## DOCUMENT EXTRACT
Being one of the fast paced fields of medicine, emergency medicine requires quick judgment and quicker references.

While the rural emergency department I worked in for the past month was stocked with Tintinalli’s Emergency Medicine, patients always seemed to come in packs, and there was often limited time to make crucial judgments.

Indeed, cracking open Tintinalli’s or even UpToDate was quite far from my mind in a time crunch, and judging by the dust collecting on the book, it was also far from the minds of the emergency physicians.

With only one emergency physician on staff at a time, what could I use to expedite the sore throat and query ankle fracture before the paramedics arrived with a STEMI with an ETA of 10 minutes?

palmEM: Emergency Medicine Essentials by palmER Worldwide is a universal iOS app that fills this role well, with key points for key emergency medicine topics covered and distilled to the core for quick reference.

## GIVEN INFORMATION

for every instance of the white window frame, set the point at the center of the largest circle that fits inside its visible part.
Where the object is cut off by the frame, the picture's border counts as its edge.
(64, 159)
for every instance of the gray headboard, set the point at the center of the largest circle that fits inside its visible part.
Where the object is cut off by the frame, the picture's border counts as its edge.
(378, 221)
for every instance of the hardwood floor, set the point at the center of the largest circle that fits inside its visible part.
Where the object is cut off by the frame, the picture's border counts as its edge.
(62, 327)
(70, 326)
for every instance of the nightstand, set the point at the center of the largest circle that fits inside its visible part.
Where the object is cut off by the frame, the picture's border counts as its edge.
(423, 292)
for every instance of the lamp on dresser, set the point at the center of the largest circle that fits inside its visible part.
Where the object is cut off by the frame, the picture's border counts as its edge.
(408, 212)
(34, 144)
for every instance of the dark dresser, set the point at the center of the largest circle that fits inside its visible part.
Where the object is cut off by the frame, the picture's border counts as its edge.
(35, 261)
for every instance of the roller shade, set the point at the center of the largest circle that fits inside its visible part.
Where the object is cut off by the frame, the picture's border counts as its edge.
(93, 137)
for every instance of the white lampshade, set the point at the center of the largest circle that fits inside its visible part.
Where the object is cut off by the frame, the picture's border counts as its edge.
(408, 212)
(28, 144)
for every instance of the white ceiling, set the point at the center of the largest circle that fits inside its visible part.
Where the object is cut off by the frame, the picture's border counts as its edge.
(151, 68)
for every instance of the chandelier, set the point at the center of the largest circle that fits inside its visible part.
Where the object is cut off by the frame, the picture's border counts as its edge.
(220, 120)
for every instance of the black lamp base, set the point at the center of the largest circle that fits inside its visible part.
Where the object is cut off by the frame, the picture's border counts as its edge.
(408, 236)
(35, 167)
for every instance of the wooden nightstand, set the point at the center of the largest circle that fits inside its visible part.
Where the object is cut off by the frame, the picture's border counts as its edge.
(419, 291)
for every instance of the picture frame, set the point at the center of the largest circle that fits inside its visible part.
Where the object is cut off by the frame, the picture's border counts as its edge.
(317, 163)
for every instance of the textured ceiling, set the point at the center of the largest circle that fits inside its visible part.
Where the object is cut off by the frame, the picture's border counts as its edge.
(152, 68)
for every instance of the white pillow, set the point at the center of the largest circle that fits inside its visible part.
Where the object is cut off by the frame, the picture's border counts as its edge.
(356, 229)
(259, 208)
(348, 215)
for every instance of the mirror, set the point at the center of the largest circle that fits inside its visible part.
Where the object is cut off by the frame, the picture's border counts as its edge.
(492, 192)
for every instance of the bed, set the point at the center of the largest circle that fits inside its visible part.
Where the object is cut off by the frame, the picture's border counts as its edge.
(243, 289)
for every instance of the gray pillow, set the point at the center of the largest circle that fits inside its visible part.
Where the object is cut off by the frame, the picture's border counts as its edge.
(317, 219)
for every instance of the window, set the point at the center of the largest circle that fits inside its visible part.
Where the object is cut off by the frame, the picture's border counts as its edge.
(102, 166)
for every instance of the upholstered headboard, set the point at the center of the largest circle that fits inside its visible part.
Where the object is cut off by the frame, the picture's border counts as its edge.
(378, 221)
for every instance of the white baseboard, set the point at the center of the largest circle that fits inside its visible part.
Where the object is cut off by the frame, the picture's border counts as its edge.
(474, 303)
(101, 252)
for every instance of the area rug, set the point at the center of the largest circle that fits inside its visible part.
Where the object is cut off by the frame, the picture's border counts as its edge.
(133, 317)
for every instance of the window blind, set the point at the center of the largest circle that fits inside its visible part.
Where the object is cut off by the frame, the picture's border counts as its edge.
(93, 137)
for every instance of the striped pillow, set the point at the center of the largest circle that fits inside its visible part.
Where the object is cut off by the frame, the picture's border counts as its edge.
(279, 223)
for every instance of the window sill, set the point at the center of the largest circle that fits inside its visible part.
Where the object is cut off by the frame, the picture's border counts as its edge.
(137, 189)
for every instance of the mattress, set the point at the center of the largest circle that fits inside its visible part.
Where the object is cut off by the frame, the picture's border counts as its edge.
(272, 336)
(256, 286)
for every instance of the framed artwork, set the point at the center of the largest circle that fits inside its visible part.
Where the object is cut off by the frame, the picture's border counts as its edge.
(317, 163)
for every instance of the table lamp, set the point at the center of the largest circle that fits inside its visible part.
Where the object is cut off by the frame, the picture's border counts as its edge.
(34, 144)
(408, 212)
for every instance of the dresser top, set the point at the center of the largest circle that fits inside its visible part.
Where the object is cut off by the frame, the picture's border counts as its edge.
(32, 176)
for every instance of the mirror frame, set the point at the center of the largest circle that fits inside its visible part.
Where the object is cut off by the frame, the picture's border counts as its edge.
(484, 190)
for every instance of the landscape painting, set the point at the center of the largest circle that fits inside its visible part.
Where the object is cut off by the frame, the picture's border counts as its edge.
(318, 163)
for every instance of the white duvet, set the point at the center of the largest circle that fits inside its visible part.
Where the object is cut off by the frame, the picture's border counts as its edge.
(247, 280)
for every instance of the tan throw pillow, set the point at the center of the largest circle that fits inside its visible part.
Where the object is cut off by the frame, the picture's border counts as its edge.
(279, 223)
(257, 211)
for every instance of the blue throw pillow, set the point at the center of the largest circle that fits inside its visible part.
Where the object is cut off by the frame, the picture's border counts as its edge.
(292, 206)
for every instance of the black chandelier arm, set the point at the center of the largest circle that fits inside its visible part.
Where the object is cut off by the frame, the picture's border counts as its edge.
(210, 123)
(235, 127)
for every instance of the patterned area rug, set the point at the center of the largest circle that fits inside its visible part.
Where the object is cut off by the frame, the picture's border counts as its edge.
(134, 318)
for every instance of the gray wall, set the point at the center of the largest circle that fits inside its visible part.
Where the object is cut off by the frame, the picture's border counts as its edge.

## ACTIVITY
Transcribe the passage of the emergency medicine app review from "Being one of" up to and including "make crucial judgments.". The records were taken from a different source than the text.

## TASK RESULT
Being one of the fast paced fields of medicine, emergency medicine requires quick judgment and quicker references.

While the rural emergency department I worked in for the past month was stocked with Tintinalli’s Emergency Medicine, patients always seemed to come in packs, and there was often limited time to make crucial judgments.